■ THE REQUEST: Your job is to retype all of the data word for word, leaving every image out.

■ ■ ■ ■ ■ ■ ■

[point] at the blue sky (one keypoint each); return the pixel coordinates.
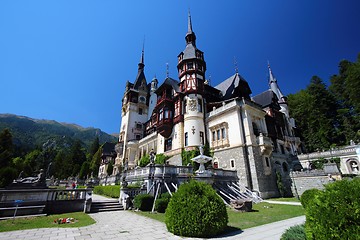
(69, 60)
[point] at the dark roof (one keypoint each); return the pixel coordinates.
(170, 82)
(234, 86)
(266, 98)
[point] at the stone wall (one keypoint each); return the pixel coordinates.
(302, 181)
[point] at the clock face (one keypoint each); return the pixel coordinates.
(142, 99)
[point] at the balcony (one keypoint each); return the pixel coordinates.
(265, 144)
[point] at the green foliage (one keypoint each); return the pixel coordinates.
(328, 116)
(85, 170)
(143, 202)
(294, 233)
(195, 210)
(6, 148)
(186, 156)
(109, 191)
(95, 162)
(162, 202)
(308, 195)
(335, 212)
(144, 160)
(7, 175)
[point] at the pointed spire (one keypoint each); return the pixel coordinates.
(271, 75)
(190, 35)
(235, 64)
(141, 63)
(189, 23)
(167, 70)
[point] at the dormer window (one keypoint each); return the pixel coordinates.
(190, 65)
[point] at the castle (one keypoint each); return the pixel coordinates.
(253, 135)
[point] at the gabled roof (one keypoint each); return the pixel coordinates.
(266, 99)
(169, 82)
(233, 86)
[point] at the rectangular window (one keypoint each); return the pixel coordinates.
(190, 65)
(218, 134)
(223, 133)
(202, 138)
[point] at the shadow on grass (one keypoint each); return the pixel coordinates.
(230, 231)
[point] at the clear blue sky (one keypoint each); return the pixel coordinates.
(69, 60)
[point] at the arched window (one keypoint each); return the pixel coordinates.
(256, 129)
(285, 167)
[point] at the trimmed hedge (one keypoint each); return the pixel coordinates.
(308, 196)
(162, 202)
(335, 212)
(109, 191)
(195, 210)
(296, 232)
(143, 202)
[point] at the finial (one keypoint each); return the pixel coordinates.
(235, 64)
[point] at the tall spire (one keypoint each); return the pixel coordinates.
(141, 63)
(189, 23)
(271, 76)
(274, 86)
(190, 35)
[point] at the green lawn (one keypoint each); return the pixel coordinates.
(262, 213)
(293, 199)
(82, 219)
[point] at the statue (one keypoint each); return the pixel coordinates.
(152, 156)
(29, 182)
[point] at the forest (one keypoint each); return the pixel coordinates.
(328, 116)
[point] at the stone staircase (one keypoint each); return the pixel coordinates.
(104, 206)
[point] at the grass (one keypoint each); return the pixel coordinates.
(293, 199)
(262, 213)
(82, 219)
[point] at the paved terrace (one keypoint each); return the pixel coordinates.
(127, 225)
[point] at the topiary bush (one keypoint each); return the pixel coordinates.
(143, 202)
(195, 210)
(335, 212)
(162, 202)
(308, 195)
(296, 232)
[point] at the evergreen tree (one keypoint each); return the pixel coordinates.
(95, 162)
(6, 148)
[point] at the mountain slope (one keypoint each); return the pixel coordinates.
(29, 133)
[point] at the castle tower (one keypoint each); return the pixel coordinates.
(134, 114)
(275, 88)
(191, 71)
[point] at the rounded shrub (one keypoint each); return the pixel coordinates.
(195, 210)
(143, 202)
(308, 196)
(334, 213)
(296, 232)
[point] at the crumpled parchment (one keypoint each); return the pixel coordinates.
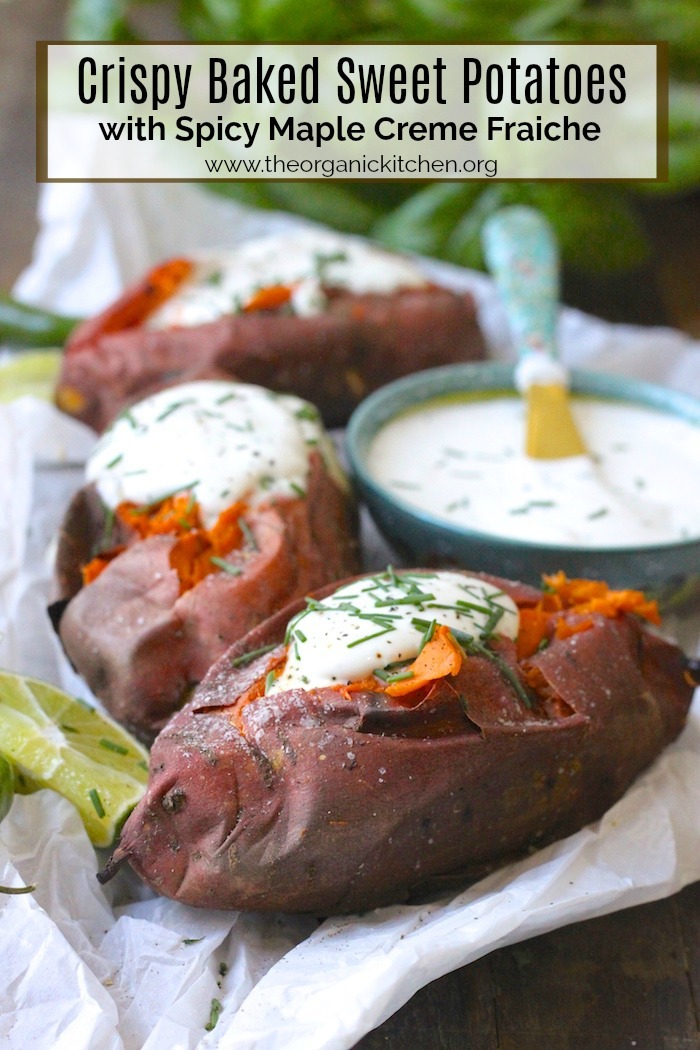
(86, 966)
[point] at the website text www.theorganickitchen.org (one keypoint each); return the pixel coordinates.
(344, 168)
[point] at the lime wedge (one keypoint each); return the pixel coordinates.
(6, 786)
(29, 373)
(55, 740)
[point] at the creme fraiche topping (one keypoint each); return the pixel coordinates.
(378, 623)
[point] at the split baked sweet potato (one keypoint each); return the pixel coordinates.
(344, 797)
(150, 594)
(332, 355)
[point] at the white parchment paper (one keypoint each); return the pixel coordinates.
(86, 966)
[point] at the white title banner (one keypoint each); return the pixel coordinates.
(382, 111)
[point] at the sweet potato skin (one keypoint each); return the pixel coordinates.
(141, 645)
(324, 803)
(333, 359)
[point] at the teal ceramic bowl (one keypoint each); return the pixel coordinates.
(665, 569)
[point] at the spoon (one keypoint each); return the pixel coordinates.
(522, 253)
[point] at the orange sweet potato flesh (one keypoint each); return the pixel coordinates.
(334, 359)
(335, 800)
(142, 639)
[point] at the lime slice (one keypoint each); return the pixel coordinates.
(29, 373)
(55, 740)
(6, 786)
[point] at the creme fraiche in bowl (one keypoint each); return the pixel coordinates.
(439, 458)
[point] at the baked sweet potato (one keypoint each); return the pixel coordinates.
(144, 620)
(340, 798)
(351, 345)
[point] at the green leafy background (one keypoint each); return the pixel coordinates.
(598, 225)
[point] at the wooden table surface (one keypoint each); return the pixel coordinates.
(630, 980)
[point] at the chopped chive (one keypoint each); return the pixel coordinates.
(119, 749)
(400, 676)
(309, 413)
(97, 802)
(108, 529)
(146, 507)
(253, 654)
(220, 563)
(474, 648)
(248, 532)
(415, 599)
(214, 1014)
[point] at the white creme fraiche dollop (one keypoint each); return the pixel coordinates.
(309, 261)
(220, 441)
(463, 462)
(378, 620)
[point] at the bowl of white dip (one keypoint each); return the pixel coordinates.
(439, 459)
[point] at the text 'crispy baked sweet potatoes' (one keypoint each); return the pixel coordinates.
(333, 348)
(337, 798)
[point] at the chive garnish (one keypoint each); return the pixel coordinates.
(474, 648)
(119, 749)
(147, 507)
(399, 676)
(214, 1014)
(220, 563)
(97, 802)
(129, 417)
(417, 599)
(253, 654)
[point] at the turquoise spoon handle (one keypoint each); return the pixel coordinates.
(522, 253)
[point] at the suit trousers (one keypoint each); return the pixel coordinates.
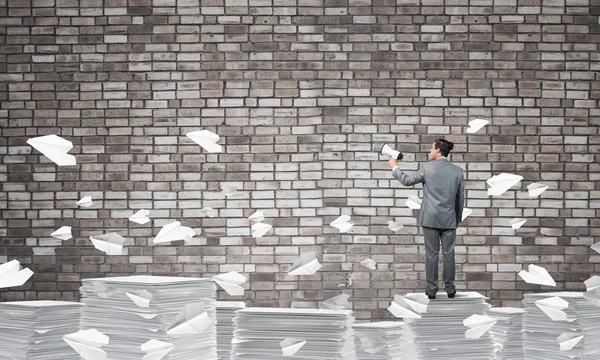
(433, 237)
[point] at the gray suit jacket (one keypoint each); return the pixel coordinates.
(443, 192)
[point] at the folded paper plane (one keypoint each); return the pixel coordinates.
(369, 263)
(290, 346)
(257, 216)
(306, 264)
(192, 319)
(466, 213)
(231, 282)
(206, 139)
(338, 302)
(500, 183)
(11, 274)
(87, 343)
(517, 223)
(568, 340)
(476, 125)
(64, 233)
(54, 148)
(85, 201)
(342, 223)
(141, 298)
(413, 202)
(394, 226)
(537, 275)
(553, 307)
(370, 345)
(111, 243)
(592, 286)
(478, 325)
(155, 349)
(409, 306)
(260, 229)
(536, 189)
(173, 232)
(140, 217)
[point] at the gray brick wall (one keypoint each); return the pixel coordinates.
(303, 94)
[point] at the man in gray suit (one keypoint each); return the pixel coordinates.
(441, 211)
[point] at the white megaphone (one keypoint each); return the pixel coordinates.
(386, 150)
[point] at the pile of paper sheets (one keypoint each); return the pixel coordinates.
(560, 325)
(271, 333)
(506, 333)
(225, 326)
(33, 330)
(133, 310)
(378, 340)
(441, 334)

■ ■ ■ ■ ■ ■ ■

■ REPLY TO THE EXERCISE:
[point] at the blue sky (one keypoint each); return the pixel coordinates.
(69, 60)
[point] at the dark roof (one keypoint each); return the pixel coordinates.
(170, 82)
(234, 86)
(266, 98)
[point] at the stone wall (one keypoint each); return the pixel coordinates.
(302, 181)
[point] at the clock face (one keypoint each); return the pixel coordinates.
(142, 99)
[point] at the balcony (one keypoint each); return the pixel coordinates.
(265, 144)
[point] at the green foliage (one keypoint each); return the pixel coordinates.
(328, 116)
(85, 170)
(143, 202)
(294, 233)
(195, 210)
(6, 148)
(186, 156)
(109, 191)
(95, 162)
(162, 202)
(308, 195)
(335, 212)
(144, 160)
(7, 175)
[point] at the pointed spire (one keypoint each); return the pixel coordinates.
(271, 75)
(190, 35)
(235, 64)
(141, 63)
(189, 23)
(167, 70)
[point] at the dormer window (one keypoint each); return the pixel coordinates.
(190, 65)
[point] at the castle (one keypoint each); return the pixel coordinates.
(253, 135)
[point] at the gabled roof (one keypoint each); return the pixel coordinates.
(266, 99)
(169, 82)
(233, 86)
[point] at the rectangular window (one keypoint each); return the pixel coordinates.
(190, 65)
(218, 134)
(223, 133)
(202, 138)
[point] at the shadow on grass (one keypoint each); return the pixel coordinates.
(230, 231)
[point] at the clear blue sky (one keypoint each); return the pixel coordinates.
(69, 60)
[point] at the arched window (one keypoint each); return the pixel coordinates.
(256, 129)
(285, 167)
[point] at the trimmed hedge (one keypoint each); return the pixel coordinates.
(308, 196)
(162, 202)
(335, 212)
(109, 191)
(195, 210)
(296, 232)
(143, 202)
[point] at the finial (one keypoint each); return the pixel coordinates.
(235, 64)
[point] at the tall spire (one keypoint each); return the pixel coordinates.
(141, 63)
(189, 23)
(271, 76)
(274, 86)
(190, 35)
[point] at the green lawn (one keypoint each); return the pixel coordinates.
(262, 213)
(293, 199)
(82, 219)
[point] at the statue (one keypoint each); return the pixel coordinates.
(152, 156)
(29, 182)
[point] at the forest (one keypoint each); return the pixel coordinates.
(328, 116)
[point] at the stone staircase (one keypoint each); return the pixel coordinates.
(104, 206)
[point] at the grass (one keypoint each); return the pixel coordinates.
(293, 199)
(262, 213)
(82, 219)
[point] at the paved terrace (one keypoint each); return the pixel coordinates.
(127, 225)
[point] at the topiary bush (one keypoint each); return the pixel coordinates.
(143, 202)
(195, 210)
(335, 212)
(162, 202)
(308, 195)
(296, 232)
[point] at the evergreen tree (one keypoint each); return the pixel coordinates.
(95, 162)
(6, 148)
[point] at the mountain slope (one keypoint each); return the pixel coordinates.
(29, 133)
[point] at the castle tower (one keypoint each); return the pixel coordinates.
(134, 114)
(275, 88)
(191, 71)
[point] at the rounded shrub (one keypoint each); return the pixel coordinates.
(195, 210)
(143, 202)
(308, 196)
(334, 213)
(296, 232)
[point] at the crumpled parchment (one keypoint each); return the pixel coordinates.
(86, 966)
[point] at the website text www.theorganickitchen.org (one keypoint each); return the pixel coordinates.
(344, 168)
[point] at the lime wedge (one keypoint each); return the pixel coordinates.
(6, 786)
(29, 373)
(55, 740)
[point] at the creme fraiche topping (one keypoint each); return the pixel coordinates.
(378, 623)
[point] at the split baked sweet potato (one keypoint each); return the pixel coordinates.
(344, 797)
(150, 594)
(332, 355)
[point] at the white parchment paper (one keypoint each); return the pixel coordinates.
(86, 966)
[point] at the white title banner (one keypoint each); return the pixel coordinates.
(382, 111)
[point] at the sweet potato skin (one keypoint each); return the pixel coordinates.
(141, 645)
(324, 803)
(333, 359)
[point] at the teal ceramic bowl (one keypoint each); return the pixel coordinates.
(665, 569)
[point] at the spoon (one keypoint each); return the pixel coordinates.
(522, 253)
[point] at the orange sweet potato flesh (one keypoint each); return the pixel coordinates.
(334, 359)
(335, 800)
(142, 639)
[point] at the lime slice (one keypoint each); return the pixel coordinates.
(29, 373)
(55, 740)
(6, 786)
[point] at the creme fraiche in bowl (one keypoint each); return the pixel coordinates.
(439, 458)
[point] at the baked sweet potato (one keypoint each); return the pixel coordinates.
(144, 620)
(340, 798)
(351, 345)
[point] at the green leafy background (one keypoint each); return the pixel coordinates.
(598, 225)
[point] at the wooden table surface (one keypoint each); return the pixel coordinates.
(630, 980)
[point] at the chopped chive (one keypoint each); return the pixel coordinates.
(119, 749)
(400, 676)
(309, 413)
(97, 802)
(108, 529)
(146, 507)
(253, 654)
(220, 563)
(474, 648)
(248, 532)
(415, 599)
(214, 1014)
[point] at the white creme fraiche dollop (one keypoint each); return the pixel coordinates.
(309, 261)
(220, 441)
(463, 462)
(378, 620)
[point] at the bowl of white dip (one keypoint each); return the pixel coordinates.
(439, 459)
[point] at the text 'crispy baked sweet potatoes' (one keypoint each); return the pixel coordinates.
(333, 348)
(337, 798)
[point] at the chive garnish (one keypoint each); return the pixel coordinates.
(474, 648)
(119, 749)
(147, 507)
(399, 676)
(214, 1014)
(220, 563)
(97, 802)
(129, 417)
(417, 599)
(253, 654)
[point] at the turquoise spoon handle (one keypoint each); return the pixel coordinates.
(522, 253)
[point] at the suit trousers (one keypoint each); return the pixel coordinates.
(433, 237)
[point] at the gray suit jacket (one keypoint each); return the pixel coordinates.
(443, 192)
[point] at the folded paper plane (one keypoint each); return the pixel coordinates.
(369, 263)
(290, 346)
(257, 216)
(306, 264)
(192, 319)
(466, 213)
(231, 282)
(206, 139)
(338, 302)
(500, 183)
(11, 274)
(87, 343)
(517, 223)
(568, 340)
(476, 125)
(64, 233)
(54, 148)
(85, 201)
(342, 223)
(141, 298)
(413, 202)
(394, 226)
(537, 275)
(553, 307)
(370, 345)
(111, 243)
(592, 286)
(478, 325)
(155, 349)
(409, 306)
(260, 229)
(536, 189)
(173, 232)
(140, 217)
[point] at the gray brick wall (one keypoint each); return the pixel coordinates.
(303, 94)
[point] at the man in gray suit (one keypoint each); return the pixel coordinates.
(441, 211)
[point] at the white megaphone (one keypoint each); return the pixel coordinates.
(386, 150)
[point] at the pile of paper sheets (one keypoint each); return the pixel coordinates.
(560, 325)
(271, 333)
(506, 333)
(225, 326)
(33, 330)
(133, 310)
(378, 340)
(441, 334)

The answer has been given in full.